» Problem description
Would you find each line in the entries below with the string "twig" and copy it?

(Items from a dataset)
──────────
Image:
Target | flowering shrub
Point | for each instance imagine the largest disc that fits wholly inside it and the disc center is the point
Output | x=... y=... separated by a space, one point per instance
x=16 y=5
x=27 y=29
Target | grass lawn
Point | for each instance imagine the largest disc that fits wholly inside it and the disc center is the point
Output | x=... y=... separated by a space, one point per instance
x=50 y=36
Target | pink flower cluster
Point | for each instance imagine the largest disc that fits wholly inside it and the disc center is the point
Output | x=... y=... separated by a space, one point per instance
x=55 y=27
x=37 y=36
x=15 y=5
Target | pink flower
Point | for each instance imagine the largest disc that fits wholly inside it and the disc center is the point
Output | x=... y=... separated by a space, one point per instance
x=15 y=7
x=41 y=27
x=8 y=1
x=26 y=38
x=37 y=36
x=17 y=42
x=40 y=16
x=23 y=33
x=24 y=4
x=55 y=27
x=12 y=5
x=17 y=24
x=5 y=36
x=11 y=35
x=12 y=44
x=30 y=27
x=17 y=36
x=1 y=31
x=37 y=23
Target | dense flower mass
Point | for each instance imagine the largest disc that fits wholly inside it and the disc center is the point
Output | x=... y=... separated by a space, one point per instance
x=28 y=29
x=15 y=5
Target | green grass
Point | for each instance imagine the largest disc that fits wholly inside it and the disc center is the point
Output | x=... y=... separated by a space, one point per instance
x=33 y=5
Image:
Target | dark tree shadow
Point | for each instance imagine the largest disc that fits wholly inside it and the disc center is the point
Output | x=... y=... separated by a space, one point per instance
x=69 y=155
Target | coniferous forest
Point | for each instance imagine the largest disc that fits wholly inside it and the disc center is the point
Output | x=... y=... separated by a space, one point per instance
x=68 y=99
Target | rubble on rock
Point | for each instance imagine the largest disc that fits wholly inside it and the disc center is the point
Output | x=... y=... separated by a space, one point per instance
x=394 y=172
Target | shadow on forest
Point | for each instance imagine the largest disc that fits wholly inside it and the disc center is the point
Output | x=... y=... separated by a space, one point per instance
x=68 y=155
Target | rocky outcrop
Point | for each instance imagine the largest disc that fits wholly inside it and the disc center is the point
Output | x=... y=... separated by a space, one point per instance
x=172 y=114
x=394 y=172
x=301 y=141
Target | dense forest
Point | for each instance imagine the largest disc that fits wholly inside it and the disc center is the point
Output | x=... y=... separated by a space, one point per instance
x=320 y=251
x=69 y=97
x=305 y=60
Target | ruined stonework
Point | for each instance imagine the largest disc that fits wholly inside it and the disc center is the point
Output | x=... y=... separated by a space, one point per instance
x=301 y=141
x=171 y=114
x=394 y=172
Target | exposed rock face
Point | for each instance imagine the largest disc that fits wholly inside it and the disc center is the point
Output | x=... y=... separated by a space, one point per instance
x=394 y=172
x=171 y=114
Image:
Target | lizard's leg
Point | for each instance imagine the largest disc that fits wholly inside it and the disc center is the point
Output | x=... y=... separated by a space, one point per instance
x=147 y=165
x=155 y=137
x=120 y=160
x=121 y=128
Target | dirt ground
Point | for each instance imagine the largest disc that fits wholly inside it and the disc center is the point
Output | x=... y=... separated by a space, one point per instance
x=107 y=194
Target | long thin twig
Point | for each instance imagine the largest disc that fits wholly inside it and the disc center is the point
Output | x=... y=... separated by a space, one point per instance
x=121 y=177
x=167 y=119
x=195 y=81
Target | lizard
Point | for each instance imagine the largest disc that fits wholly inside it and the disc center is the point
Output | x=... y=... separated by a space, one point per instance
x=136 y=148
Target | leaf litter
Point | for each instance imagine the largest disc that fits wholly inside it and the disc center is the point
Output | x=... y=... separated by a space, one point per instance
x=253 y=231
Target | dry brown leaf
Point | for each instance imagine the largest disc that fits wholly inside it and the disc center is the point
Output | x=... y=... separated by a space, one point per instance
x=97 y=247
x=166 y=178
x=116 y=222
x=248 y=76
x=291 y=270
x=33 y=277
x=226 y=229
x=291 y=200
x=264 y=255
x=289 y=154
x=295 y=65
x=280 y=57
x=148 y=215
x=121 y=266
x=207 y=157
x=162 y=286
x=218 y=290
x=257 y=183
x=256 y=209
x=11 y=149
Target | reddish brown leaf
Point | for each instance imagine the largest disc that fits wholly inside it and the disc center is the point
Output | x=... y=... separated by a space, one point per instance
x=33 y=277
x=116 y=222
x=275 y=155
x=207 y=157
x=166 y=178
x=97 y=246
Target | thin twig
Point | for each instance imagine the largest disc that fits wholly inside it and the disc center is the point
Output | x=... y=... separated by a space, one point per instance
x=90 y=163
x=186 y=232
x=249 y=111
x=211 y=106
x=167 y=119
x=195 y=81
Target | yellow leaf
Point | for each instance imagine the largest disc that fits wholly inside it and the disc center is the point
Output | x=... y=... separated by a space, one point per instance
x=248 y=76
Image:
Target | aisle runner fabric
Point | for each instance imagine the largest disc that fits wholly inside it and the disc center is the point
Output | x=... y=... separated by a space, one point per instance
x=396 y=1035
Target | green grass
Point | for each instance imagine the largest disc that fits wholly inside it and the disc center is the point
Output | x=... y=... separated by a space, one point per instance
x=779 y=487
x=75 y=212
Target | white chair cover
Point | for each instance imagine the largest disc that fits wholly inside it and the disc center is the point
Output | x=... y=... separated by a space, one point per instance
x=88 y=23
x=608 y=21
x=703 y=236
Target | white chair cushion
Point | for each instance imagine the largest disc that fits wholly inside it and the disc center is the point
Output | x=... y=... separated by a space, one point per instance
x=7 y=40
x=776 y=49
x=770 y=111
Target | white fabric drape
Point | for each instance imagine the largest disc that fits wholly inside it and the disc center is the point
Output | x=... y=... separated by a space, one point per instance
──────────
» Response to the task
Target | long thin twig
Target | thin twig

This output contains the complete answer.